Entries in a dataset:

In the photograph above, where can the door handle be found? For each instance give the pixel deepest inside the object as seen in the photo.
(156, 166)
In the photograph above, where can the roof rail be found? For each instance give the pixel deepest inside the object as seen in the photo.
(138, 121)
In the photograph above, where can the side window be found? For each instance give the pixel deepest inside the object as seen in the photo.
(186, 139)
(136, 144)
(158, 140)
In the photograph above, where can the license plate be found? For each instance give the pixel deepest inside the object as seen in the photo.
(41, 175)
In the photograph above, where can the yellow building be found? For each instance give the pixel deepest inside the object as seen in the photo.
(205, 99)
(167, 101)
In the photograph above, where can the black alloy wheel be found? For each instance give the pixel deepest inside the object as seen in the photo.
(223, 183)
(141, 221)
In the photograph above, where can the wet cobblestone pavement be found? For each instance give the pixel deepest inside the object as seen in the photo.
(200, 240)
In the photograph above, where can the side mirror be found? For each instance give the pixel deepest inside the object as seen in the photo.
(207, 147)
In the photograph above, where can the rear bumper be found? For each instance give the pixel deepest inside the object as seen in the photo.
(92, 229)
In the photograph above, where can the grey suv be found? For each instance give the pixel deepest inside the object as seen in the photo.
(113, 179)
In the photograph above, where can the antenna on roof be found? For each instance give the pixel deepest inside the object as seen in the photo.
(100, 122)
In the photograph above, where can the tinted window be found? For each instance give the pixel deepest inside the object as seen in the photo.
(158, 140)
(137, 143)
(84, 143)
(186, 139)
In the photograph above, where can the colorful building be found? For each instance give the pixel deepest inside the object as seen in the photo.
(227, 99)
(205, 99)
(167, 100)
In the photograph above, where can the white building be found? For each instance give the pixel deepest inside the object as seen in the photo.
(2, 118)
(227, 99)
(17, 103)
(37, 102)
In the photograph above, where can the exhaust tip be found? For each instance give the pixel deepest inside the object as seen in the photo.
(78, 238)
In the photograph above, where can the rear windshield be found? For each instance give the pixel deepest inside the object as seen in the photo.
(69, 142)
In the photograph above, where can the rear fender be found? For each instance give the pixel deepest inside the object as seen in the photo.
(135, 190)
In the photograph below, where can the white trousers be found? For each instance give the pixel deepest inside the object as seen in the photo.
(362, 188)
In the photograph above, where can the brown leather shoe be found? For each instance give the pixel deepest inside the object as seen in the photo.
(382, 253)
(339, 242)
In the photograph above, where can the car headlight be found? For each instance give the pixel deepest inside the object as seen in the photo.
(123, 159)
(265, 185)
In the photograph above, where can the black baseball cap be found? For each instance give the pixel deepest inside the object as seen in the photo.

What the task asks »
Please rewrite all the entries above as a JSON list of strings, one string per line, leaving out any blank lines.

Full response »
[
  "In the photograph above, where can the door handle be found? For each instance give the pixel deepest inside the object as seen in the photo.",
  "(156, 166)",
  "In the photograph above, where can the roof rail be found? For each instance give the pixel deepest inside the object as seen in the photo.",
  "(138, 121)",
  "In the photograph above, where can the side window be found? For each instance give the pixel deepest inside the object as seen in the photo.",
  "(186, 139)",
  "(136, 144)",
  "(158, 140)",
  "In the photograph above, where can the license plate be found? For each instance give the pixel deepest inside the object as seen in the photo.",
  "(41, 175)",
  "In the photograph above, where can the yellow building be found? For each instance give the pixel deepest inside the object as seen in the photo.",
  "(205, 99)",
  "(167, 101)",
  "In the photograph above, where can the black alloy wheel be found? For each instance give the pixel deepest inside the object as seen in the photo.",
  "(223, 183)",
  "(141, 221)",
  "In the photograph above, where can the wet cobblestone pavement be found? For each instance give the pixel deepest inside the object as seen in the photo.",
  "(200, 240)",
  "In the photograph above, where can the side mirror be found? For each instance give the pixel deepest inside the object as seen in the photo.",
  "(207, 147)",
  "In the photograph above, where can the rear bumper be found? For each instance give the pixel deepest inside the object as seen in the photo.",
  "(92, 229)",
  "In the photograph above, where can the grey suv be found? For each instance give the pixel deepest inside the object as seen in the photo.",
  "(113, 179)",
  "In the photograph above, where can the antenna on roof be found? For each instance give the pixel deepest inside the object as seen in the photo.",
  "(100, 122)",
  "In the photograph above, where can the tinted window be found? For each instance give the pixel deepest inside the object as seen in the photo.",
  "(158, 140)",
  "(137, 143)",
  "(84, 143)",
  "(186, 139)",
  "In the photograph above, where can the colorful building be found? For each instance give the pixel deepest inside the object as seen in the photo.",
  "(227, 99)",
  "(205, 99)",
  "(167, 100)",
  "In the photograph above, where can the white building be found? For each instance give the pixel deepest inside the object as seen in the photo.",
  "(2, 118)",
  "(227, 99)",
  "(17, 103)",
  "(37, 102)",
  "In the photograph above, where can the exhaust tip be found? For each instance give the pixel deepest inside the object as seen in the photo.",
  "(78, 238)",
  "In the photograph above, where can the rear windshield be found? For each instance give the pixel deepest inside the object as seen in the photo.",
  "(69, 142)",
  "In the photograph above, where can the rear fender be found? For each instance give the pixel deepest inside the object as seen in the photo.",
  "(135, 190)",
  "In the photograph below, where can the white trousers be found? For each instance give the pixel deepest inside the object as seen in the photo.",
  "(362, 188)",
  "In the photograph above, where can the brown leather shoe be found? For each instance give the pixel deepest inside the object as seen in the photo.",
  "(382, 253)",
  "(339, 242)",
  "In the photograph above, where can the car headlight be found? For each instance give the pixel deepest inside the object as seen in the photo.",
  "(123, 159)",
  "(265, 185)",
  "In the photograph above, where can the black baseball cap be found? For each instance give the pixel deepest inside the object as seen in the photo."
]